* [WHAT TO WORK ON]: Identify every line in the entries below that contains the word "hillside", and copy each of those lines. Matching is case-sensitive.

Data pulled from a collection
** start **

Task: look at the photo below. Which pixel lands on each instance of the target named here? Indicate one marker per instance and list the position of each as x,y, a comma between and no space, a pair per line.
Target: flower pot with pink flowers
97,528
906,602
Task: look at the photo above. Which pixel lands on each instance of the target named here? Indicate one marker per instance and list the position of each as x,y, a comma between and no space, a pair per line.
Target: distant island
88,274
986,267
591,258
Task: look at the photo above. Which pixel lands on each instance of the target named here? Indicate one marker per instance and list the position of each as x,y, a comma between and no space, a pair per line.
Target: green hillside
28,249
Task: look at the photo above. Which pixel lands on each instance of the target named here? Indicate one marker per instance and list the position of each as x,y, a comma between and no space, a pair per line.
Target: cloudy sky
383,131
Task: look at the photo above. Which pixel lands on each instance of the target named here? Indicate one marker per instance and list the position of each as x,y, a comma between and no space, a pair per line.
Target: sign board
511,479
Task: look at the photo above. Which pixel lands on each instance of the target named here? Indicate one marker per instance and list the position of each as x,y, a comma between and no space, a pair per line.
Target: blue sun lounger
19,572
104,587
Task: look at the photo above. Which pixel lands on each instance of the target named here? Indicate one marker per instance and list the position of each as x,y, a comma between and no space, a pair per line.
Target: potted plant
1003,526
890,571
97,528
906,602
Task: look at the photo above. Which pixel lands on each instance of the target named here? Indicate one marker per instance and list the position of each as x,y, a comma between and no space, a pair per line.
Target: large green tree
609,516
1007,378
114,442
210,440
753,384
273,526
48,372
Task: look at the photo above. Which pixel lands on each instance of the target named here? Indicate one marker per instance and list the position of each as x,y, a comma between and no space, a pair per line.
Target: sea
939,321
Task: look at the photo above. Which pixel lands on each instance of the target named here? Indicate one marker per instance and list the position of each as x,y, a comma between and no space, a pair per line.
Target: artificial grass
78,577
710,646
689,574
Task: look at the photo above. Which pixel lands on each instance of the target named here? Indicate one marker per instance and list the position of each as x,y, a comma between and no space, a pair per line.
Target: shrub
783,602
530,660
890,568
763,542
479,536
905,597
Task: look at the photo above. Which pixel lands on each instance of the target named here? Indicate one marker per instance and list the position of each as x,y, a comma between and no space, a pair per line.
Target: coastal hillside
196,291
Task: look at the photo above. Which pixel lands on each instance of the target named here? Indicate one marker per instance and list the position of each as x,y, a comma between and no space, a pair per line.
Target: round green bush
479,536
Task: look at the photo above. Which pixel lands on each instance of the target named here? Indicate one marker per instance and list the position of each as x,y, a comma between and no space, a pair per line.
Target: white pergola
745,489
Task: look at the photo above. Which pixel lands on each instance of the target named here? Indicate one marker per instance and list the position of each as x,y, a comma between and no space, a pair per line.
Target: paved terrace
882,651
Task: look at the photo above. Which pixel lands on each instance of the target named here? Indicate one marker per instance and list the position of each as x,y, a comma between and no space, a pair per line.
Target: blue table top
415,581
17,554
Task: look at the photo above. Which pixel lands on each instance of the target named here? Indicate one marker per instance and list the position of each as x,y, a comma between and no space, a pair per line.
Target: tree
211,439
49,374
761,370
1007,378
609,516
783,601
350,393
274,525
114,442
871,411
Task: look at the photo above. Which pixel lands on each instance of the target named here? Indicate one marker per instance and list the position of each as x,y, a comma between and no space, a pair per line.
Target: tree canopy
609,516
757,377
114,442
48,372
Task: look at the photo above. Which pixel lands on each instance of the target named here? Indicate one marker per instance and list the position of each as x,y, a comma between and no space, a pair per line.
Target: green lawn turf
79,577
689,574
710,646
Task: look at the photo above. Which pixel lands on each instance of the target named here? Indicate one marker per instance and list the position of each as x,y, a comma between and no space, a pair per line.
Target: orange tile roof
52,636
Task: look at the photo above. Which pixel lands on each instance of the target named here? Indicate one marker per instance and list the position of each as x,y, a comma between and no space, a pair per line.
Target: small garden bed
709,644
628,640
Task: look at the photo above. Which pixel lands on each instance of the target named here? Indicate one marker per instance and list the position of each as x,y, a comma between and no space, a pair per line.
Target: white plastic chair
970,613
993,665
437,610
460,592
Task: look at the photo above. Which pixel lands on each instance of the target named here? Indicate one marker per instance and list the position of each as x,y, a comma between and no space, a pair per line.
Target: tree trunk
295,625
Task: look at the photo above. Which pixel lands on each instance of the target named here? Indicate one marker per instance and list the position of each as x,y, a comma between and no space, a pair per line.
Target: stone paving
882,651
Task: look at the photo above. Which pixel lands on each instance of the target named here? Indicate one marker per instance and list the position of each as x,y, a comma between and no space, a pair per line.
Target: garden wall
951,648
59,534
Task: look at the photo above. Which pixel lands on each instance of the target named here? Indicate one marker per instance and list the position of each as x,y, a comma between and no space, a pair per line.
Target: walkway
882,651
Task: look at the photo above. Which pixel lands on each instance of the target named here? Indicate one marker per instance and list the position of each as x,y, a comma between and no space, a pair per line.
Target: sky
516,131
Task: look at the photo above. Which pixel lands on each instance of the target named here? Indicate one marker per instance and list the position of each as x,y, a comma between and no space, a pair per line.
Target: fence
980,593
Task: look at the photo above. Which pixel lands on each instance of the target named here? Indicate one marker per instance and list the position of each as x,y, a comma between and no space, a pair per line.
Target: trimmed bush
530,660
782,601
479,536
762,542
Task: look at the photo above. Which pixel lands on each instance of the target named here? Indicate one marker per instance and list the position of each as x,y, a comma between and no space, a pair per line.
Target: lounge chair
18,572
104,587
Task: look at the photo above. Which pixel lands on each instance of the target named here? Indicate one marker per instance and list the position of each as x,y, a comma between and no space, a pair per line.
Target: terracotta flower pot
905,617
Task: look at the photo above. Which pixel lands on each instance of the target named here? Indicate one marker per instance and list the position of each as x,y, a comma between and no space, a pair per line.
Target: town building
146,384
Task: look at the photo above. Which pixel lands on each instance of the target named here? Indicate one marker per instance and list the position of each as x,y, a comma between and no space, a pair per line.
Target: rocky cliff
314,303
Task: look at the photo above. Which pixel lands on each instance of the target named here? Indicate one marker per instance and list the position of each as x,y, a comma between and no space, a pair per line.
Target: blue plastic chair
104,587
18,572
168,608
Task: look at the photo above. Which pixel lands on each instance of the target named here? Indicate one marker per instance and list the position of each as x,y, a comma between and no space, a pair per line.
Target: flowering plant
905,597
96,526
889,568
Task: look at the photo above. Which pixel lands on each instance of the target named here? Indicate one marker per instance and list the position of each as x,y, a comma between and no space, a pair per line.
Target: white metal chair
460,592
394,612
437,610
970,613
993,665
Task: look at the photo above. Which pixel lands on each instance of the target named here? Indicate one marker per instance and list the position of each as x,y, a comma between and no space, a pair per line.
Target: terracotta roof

** end **

* [TASK SOLUTION]:
Target: green hillside
Target: coastal hillside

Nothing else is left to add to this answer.